Friday, September 2, 2011

Why I Write


 “I read the first ten pages of my leisure reading career while taking a shit. It was the first Harry Potter book, and I must have been nine or ten. The house was busy with the incessant Latin American energy of a family planning a quinceañero: the women’s dresses fluttering about almost as persons themselves; fathers, daughters, cousins, brothers, grandmas, and friends invited over, parachuted down from 707’s hailing from Cuba, Puerto Rico, and New York, landing finally in Maryland—all part of a family happy in its machinal effort to put up this event for the first girl of the family, while Chayanne’s voice echoed down the walls, emanating from the cheap radio that the waltzers used to practice the dance that would open the ceremony. The lucky girl with the crown was my cousin, always the center of attention. Especially then.
So I doubt anyone noticed that I spent a full twenty minutes in the bathroom, only five of which were actually dedicated to shitting.
I remember feeling at the end of it exhausted but pleased, like when you’re back from--
from a healthy morning run. You’re sweaty and your body’s sore, but it’s a welcome soreness. So did my imagination feel then: its book-cherry popped, a part of it otherwise unexplored suddenly excited, exhausted, exhilirated—”

» Given problem
In the "Why I Write" essay, why does the writer doubt that anyone noticed the twenty minutes spent in the bathroom?

[Excerpts from a point labeling dataset]
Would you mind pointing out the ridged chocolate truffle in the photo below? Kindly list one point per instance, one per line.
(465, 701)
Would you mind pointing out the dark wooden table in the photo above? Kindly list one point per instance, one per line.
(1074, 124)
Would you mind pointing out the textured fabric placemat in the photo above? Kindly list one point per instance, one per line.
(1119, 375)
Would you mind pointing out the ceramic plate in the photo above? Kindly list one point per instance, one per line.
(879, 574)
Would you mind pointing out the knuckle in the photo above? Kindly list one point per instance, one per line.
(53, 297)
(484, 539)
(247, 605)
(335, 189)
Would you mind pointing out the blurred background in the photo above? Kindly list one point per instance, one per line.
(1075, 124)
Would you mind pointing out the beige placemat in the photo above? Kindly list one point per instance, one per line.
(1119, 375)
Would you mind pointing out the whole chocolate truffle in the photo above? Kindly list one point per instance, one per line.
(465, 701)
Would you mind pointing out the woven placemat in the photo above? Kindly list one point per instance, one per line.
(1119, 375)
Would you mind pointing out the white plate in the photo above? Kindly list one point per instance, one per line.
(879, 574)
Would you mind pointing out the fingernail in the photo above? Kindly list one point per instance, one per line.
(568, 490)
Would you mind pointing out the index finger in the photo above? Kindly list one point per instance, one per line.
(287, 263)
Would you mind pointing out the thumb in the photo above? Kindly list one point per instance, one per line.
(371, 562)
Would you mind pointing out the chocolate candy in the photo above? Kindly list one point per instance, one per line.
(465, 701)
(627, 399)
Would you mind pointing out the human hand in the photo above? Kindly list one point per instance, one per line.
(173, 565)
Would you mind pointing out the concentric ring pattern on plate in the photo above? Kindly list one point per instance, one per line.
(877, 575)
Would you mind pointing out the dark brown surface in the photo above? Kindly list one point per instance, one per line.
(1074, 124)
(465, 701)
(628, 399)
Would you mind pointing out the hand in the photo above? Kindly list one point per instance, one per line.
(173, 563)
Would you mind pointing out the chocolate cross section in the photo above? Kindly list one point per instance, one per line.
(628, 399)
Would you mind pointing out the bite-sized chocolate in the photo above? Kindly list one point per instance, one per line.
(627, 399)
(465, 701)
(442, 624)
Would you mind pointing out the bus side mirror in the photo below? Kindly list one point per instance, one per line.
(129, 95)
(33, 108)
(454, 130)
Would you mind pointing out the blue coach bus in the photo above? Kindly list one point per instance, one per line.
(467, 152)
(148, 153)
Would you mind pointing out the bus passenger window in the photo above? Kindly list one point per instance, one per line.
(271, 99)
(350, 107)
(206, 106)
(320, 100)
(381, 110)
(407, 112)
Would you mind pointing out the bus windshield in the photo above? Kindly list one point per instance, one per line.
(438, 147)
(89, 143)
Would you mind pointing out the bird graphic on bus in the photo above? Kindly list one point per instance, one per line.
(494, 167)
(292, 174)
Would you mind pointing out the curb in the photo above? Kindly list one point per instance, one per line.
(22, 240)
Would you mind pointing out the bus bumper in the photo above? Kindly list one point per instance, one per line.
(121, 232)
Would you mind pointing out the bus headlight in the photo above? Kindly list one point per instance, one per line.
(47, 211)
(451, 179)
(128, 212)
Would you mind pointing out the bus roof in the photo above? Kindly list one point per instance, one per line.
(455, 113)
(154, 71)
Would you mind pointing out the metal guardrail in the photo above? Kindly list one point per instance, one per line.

» Result of this task
The house was busy with a family planning a quinceañero, with relatives and friends gathered and the waltzers practicing the opening dance. Attention was on the writer's cousin, the girl being honored, who was always the center of attention and especially then.